(Bounding-Box-Einträge)
..............................

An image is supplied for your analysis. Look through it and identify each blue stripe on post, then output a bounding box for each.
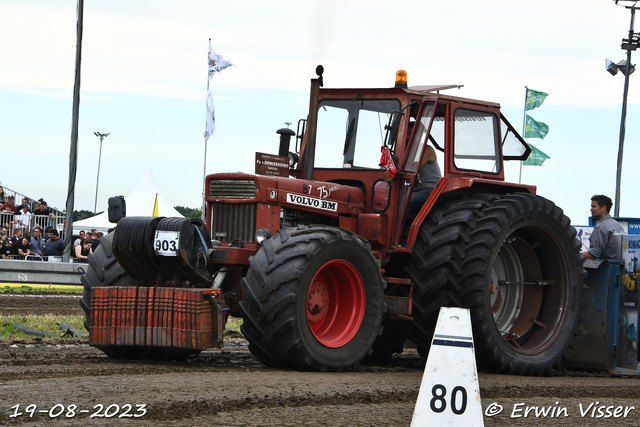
[433,339,473,348]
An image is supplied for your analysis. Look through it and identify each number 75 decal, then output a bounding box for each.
[153,230,180,256]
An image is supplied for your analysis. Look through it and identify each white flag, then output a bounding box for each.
[204,91,216,141]
[209,41,235,80]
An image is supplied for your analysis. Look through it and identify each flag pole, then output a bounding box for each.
[202,38,211,222]
[518,86,529,184]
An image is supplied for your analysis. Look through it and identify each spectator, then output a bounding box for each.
[11,228,22,245]
[33,200,56,229]
[75,239,93,259]
[15,203,31,230]
[43,227,54,246]
[582,194,625,259]
[0,238,18,259]
[91,231,104,251]
[15,237,31,259]
[2,196,18,227]
[29,227,44,255]
[73,230,84,251]
[42,228,64,256]
[2,196,18,214]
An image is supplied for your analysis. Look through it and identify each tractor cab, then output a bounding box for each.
[292,70,535,251]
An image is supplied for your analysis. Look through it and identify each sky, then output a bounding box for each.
[0,0,640,225]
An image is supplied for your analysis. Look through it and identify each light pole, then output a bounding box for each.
[93,132,109,214]
[606,0,640,217]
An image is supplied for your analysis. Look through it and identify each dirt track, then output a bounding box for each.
[0,296,640,426]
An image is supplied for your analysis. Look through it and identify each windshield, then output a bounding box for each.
[315,96,400,169]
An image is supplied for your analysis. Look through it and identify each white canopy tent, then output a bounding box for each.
[73,169,184,236]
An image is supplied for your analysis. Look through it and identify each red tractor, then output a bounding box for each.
[81,67,583,375]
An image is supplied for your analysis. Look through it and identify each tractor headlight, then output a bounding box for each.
[256,228,271,245]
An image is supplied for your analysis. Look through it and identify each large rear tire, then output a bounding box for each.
[240,225,386,371]
[80,233,198,360]
[407,193,584,375]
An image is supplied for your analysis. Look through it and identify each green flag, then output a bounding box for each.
[525,89,549,111]
[522,144,549,166]
[524,114,549,139]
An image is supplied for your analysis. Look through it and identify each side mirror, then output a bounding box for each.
[371,179,391,213]
[109,196,127,224]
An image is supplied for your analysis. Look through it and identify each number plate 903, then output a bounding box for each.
[153,230,180,256]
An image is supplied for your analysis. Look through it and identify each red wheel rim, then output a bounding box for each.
[305,260,367,348]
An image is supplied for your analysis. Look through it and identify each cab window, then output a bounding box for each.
[453,108,502,173]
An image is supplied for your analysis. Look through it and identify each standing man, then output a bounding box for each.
[582,195,625,259]
[15,203,31,231]
[29,227,44,255]
[42,228,64,256]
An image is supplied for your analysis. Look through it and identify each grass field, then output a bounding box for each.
[0,283,83,294]
[0,315,87,339]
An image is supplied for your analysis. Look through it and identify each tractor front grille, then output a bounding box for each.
[210,203,257,243]
[209,179,256,199]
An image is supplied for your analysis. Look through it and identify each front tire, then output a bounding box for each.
[240,226,386,371]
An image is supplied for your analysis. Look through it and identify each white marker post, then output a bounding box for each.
[411,307,484,427]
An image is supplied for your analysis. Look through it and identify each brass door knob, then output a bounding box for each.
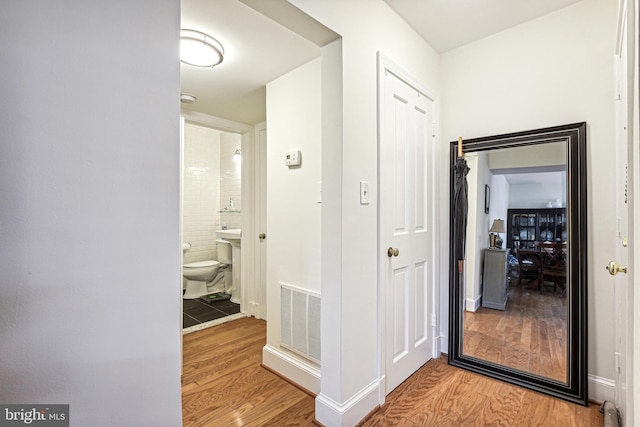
[605,261,627,276]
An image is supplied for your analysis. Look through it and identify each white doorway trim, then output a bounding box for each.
[377,52,440,405]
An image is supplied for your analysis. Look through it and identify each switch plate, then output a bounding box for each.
[284,150,302,167]
[360,181,369,205]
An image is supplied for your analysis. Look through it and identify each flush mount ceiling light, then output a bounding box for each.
[180,30,224,68]
[180,93,198,104]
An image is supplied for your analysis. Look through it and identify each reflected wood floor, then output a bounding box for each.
[182,318,603,427]
[463,285,567,382]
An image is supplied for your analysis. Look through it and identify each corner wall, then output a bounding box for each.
[440,0,617,400]
[289,0,440,426]
[263,58,322,393]
[0,0,182,427]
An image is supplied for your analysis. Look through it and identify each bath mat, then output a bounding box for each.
[200,292,231,304]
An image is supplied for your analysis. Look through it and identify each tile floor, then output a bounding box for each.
[182,299,240,329]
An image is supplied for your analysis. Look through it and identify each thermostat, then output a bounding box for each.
[284,150,302,167]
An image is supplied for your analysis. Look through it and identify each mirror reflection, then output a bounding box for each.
[462,142,568,383]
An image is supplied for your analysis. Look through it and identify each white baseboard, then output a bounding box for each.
[316,380,381,427]
[587,374,616,402]
[464,295,482,312]
[436,335,449,357]
[262,344,320,395]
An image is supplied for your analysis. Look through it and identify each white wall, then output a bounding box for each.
[290,0,440,425]
[218,132,242,228]
[183,123,242,263]
[0,0,181,426]
[509,180,567,209]
[489,175,511,236]
[263,58,322,391]
[441,0,616,397]
[465,152,491,311]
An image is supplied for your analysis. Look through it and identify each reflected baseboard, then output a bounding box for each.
[587,374,616,402]
[465,295,482,312]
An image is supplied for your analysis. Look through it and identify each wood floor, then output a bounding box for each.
[182,318,603,427]
[463,285,567,382]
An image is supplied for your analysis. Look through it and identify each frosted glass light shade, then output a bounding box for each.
[489,218,505,233]
[180,30,224,68]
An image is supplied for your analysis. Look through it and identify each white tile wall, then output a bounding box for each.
[220,133,242,228]
[183,123,241,263]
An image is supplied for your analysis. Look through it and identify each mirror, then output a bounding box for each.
[449,122,588,406]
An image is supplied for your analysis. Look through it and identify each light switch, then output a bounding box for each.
[360,181,369,205]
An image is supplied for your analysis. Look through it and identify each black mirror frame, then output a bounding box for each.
[448,122,589,406]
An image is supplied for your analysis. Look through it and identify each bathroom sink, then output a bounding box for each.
[216,228,242,240]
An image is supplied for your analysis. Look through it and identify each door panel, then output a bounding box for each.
[379,59,434,393]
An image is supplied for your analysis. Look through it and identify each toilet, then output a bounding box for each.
[182,240,231,299]
[182,260,220,299]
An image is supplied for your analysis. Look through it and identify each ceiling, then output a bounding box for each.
[181,0,580,125]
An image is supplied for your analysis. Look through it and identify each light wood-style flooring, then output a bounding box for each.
[182,318,603,427]
[463,285,567,382]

..............................

__DEINE AUFGABE__. Beginne bei der Zeile mit "white baseboard, then" und gib bis einschließlich der Zeile mit "[448,122,589,406]" jede Zeile vollständig erneut aus, und nur diese. Multipliziere dabei jede Koordinate in den Antworten mit 1,05 und runde auf ganze Zahlen, wobei halbe Werte aufgerundet werden.

__VOLLSTÄNDIGE ANTWORT__.
An image is supplied for your analysis. Look through it and identify each white baseboard, then output a bounding box for each.
[332,399,400,448]
[616,393,647,422]
[487,310,506,328]
[458,352,471,375]
[275,361,336,415]
An image is supplied for your analysis. Look through it and identify each white wall, then output a bounding box for each.
[305,0,462,446]
[229,139,254,239]
[192,129,254,276]
[0,0,190,447]
[534,189,595,219]
[513,184,537,248]
[276,61,338,411]
[463,0,647,417]
[488,160,516,327]
An image is supplied for your analysis. Look through it and identify each reflected baseboard, then output a bounding box for each.
[616,393,647,422]
[488,310,506,328]
An image is supplied for your analysis. Look through it and identify each wood floor, then output a bounding box for each.
[191,334,633,448]
[486,299,595,401]
An image is supplied for your analysis. Look through it and identify each frosted glass light shade, then output a bounding box for each.
[513,229,530,245]
[189,32,235,71]
An image is supplied for your analysis. Look through it and identify each white tile wall, then output a bounding box for each.
[231,140,254,239]
[192,129,253,276]
An image is supplied for your analysis. Look through it and identify each mirror, then output a bounding box for each.
[471,128,617,426]
An image is supplied for your analysis. Look through it and identify each light switch, then output a bounding box for each.
[378,190,387,215]
An image is supplied for your analysis. Look through it and identify each black mirror frame, then output a bounding box for each.
[470,128,618,426]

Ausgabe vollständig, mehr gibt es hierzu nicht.